### Excerpt provided
***

There is in my opinion more exciting Italian food available in
London – at Assaggi, the River Cafe, Locanda Locatelli, Riva
and Zafferano for example – and no other restaurant would
serve its very expensive wines in such unflattering, stumpy
glassware. But then no other restaurateur would work so hard
to convince you that these factors are relatively unimportant.

This management style has even surprised Jason Philips, the
seemingly unflappable manager who now fronts Cipriani London
and who has worked in several of the city's other top
restaurants. "When we started here we were told to forget most
of what we had learnt elsewhere. Then we were told we have to
look after our customers the Cipriani way."

This approach involves a sea of white jacketed waiters and
well dressed managers sweeping through a large, beautifully
designed room where the impression of being on a grand ocean
liner is enhanced by a porthole at the entrance through which
is a continuous video of the ocean blue.

The sea has played another significant role in the
restaurant's creation as its lacquered wood interior was
designed by Hong Kong's David Tang and then made in China
before being shipped and rebuilt in London. (A particularly
clever and practical desgn feature is that the three small
rooms at the end fold into each other to form a boardroom
style private dining room that can seat up to 30).

While the room therefore bears a strong physical resemblance
to the Cipriani in Hong Kong (a private members' club that is
an association between Cipriani and Tang, and indeed Tang's
China Club in Hong Kong) there are are also several close
associations with Venice, most obviously the low level tables
and chairs; the Bellinis, the peach and prosecco combination,
which are suggested as soon as you sit down; and, most
importantly, a great deal of the menu.

***

### Records from a collection
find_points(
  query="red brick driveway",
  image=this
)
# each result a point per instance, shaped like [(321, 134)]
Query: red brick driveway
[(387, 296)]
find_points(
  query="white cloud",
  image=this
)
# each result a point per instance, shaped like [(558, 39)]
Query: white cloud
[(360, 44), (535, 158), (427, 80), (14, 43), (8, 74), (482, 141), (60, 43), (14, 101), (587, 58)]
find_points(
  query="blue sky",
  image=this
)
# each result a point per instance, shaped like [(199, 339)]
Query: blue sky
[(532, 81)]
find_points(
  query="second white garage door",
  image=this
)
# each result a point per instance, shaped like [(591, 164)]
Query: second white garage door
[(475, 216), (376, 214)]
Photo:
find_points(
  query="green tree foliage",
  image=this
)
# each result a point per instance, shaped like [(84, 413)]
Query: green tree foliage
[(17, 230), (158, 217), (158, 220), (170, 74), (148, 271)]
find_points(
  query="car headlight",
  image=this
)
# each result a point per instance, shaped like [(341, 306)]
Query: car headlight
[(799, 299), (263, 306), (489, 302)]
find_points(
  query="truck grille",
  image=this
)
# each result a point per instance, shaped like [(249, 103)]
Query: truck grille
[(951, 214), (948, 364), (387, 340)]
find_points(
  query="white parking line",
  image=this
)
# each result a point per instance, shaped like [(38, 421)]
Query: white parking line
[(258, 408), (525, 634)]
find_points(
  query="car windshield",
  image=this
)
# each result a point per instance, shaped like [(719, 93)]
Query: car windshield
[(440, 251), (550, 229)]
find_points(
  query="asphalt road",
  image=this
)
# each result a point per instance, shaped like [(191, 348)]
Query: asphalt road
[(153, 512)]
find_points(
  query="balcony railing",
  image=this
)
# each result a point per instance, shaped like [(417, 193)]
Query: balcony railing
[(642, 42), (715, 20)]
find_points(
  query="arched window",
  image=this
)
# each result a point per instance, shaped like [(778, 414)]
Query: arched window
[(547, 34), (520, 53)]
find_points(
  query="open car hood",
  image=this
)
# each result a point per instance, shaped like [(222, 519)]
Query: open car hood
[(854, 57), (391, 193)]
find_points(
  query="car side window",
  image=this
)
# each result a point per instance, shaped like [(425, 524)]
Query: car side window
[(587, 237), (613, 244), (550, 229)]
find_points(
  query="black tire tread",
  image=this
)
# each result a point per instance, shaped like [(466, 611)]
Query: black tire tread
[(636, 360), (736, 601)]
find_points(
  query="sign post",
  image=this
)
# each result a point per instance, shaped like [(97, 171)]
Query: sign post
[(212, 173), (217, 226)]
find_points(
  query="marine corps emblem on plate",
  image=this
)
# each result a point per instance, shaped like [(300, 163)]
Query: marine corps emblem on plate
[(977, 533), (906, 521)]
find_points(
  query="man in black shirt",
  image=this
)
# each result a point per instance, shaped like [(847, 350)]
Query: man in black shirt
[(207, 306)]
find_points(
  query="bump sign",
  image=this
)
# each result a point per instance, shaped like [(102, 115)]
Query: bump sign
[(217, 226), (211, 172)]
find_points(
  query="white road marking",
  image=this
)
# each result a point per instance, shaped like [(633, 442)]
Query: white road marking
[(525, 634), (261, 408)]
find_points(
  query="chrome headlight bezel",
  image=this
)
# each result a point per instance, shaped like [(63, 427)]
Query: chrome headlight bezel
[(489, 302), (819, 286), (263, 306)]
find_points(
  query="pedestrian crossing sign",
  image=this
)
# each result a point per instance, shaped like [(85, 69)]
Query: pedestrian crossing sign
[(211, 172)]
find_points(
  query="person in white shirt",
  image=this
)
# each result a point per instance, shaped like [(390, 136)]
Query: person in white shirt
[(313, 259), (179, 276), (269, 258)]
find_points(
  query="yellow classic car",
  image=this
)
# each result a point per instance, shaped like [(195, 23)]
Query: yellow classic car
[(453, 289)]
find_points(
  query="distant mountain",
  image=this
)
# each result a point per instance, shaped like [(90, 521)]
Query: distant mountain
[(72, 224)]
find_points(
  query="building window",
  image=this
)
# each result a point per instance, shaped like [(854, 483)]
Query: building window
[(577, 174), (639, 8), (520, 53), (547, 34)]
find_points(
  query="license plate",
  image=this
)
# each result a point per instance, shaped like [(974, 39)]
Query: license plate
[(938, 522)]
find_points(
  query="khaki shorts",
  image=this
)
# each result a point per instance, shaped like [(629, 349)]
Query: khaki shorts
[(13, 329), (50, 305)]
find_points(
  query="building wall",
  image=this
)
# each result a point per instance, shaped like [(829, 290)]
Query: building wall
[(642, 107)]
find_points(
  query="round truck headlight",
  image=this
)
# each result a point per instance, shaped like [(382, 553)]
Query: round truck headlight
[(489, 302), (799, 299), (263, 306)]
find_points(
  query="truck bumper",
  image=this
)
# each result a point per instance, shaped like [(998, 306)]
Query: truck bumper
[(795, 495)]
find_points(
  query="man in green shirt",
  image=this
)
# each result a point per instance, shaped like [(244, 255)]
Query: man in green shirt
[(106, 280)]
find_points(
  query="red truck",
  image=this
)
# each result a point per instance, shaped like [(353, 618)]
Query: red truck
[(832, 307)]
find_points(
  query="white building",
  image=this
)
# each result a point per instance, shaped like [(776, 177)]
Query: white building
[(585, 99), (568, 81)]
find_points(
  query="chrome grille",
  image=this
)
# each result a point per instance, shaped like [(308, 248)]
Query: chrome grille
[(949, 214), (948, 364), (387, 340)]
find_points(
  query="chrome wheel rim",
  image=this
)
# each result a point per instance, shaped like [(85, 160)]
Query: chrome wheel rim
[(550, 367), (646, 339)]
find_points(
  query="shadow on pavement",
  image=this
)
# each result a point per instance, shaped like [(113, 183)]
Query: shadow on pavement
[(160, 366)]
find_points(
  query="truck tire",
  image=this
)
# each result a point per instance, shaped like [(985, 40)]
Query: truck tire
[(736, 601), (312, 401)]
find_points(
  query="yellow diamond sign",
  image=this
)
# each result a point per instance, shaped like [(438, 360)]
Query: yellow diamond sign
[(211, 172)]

***

### Written request
Continue the restaurant review from the point where it stops, keeping its tone and style.

### Exercise response
Happily, at the moment at least, the menu is considerably less
expensive than that in Venice as Cipriani has appreciated that
he will need to woo hard-bitten Londoners more assiduously
than once-in-a-lifetime visitors to La Serenissima. Most of
the first courses are around the £10-12 mark and
mains around £18-20 and the lunchtime set menu is
just £21 for three courses. Venetian generosity with
the portion size seems to prevail here too.

A first course of fried calamari came piled high, although the
batter was not the lightest we had encountered. Tagliatelle
with squid had slightly coagulated en route from the kitchen,
as had the risotto with my osso bucco. But a seafood salad was
as fresh as any by the Grand Canal and a thick veal chop with
sage and then a bowl of hazelnut ice cream were absolutely
delightful. And the intuition with which our East European
waitress pointed out that one request for a pasta dish
followed by a main course that came with rice and should in
her opinion be replaced with a salad was an obvious case of
just how immediately the Cipriani induction process takes
effect. This training, as well as the good times the
restaurant will generate, is undoubtedly going to be one of
the long term benfits this opening will bring to London.

Finally, to reflect the confidence of all that it offers,
Cipriani is open from 10.00 for coffee and throughout the
afternoon as well as lunch and dinner seven days a week.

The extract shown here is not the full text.